▸ Instructions for the task: Rewrite all of the records below, putting "biggest circle" wherever "largest disc" appears and leaving everything else the same.

▸ Material:
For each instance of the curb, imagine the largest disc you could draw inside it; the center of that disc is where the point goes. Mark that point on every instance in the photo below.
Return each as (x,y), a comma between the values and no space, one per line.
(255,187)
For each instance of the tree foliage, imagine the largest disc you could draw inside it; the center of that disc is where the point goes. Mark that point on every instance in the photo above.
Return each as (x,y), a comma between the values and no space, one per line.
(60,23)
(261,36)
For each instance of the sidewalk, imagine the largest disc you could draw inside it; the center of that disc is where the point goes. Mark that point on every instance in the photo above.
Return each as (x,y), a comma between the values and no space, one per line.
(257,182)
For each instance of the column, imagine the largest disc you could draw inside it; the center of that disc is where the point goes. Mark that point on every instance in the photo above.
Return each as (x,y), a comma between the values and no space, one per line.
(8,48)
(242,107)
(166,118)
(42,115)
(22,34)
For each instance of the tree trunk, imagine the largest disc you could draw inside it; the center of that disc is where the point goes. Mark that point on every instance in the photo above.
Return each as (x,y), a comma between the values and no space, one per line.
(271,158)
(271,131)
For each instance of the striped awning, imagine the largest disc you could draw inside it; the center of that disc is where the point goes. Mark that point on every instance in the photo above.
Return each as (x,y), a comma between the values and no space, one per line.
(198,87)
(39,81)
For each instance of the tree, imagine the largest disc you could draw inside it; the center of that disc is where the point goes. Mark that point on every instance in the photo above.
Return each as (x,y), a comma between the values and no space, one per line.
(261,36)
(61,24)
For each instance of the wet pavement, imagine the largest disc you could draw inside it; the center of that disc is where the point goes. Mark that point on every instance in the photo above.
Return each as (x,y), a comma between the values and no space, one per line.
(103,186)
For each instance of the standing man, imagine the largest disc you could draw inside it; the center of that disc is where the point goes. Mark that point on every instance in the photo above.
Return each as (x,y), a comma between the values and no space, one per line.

▸ Answer to this problem:
For each instance of the curb, imagine the biggest circle you could draw inside it; the center of that disc is where the point goes. Mark that point on every instance in the photo below.
Return each as (x,y), a comma between the values and no space, one per line.
(255,187)
For each instance of the tree foliage, imagine the biggest circle you could draw inside it; the center of that disc is where the point goes. Mark that point on every instance in the photo above.
Return each as (x,y), a comma between the values and no space, one per line.
(60,23)
(261,36)
For each instance of the sidewalk, imagine the biggest circle you could draw inside it; the center of that disc is where the point goes. Mark that point on every instance in the photo above.
Return each as (x,y), a comma between the values and no space, one per line.
(257,182)
For each instance of the column, imagine the biggest circle you could draw inside it; the center of that disc is where the point goes. Mark that point on every instance in the photo above.
Return each as (x,y), a comma between the values and no space, one per line.
(8,48)
(242,107)
(166,118)
(42,115)
(22,34)
For each instance of the tree trunk, imagine the biggest circle you could draw inside it; the center of that disc is where the point goes. Mark that point on every instance in the photo above.
Return each as (x,y), a comma between the values and no space, one per line.
(271,158)
(271,131)
For each instance of the striped awning, imagine the biggest circle you could draw inside it; the center of that disc is where the point goes. Mark that point on every instance in the photo above.
Return each as (x,y), a comma between the values and no space, one per line.
(198,87)
(39,81)
For each instance of the tree, imagine the biggest circle you could draw inside it; the center of that disc is where the point goes. Mark that point on every instance in the photo above.
Return each as (x,y), a comma between the values and no space, one per line.
(261,36)
(61,24)
For each instance of the wet pavement, imagine the biggest circle you could draw inside it; the center of that disc is where the point goes. Mark that point on every instance in the photo above.
Return each as (x,y), a comma between the values and no space, one per line.
(103,186)
For each instance of the standing man, imagine the biggest circle you could draw inside it; the center of that disc is where the point goes. Mark that point on every instance in the photo above.
Return each as (x,y), a comma between the values and no space, one per line.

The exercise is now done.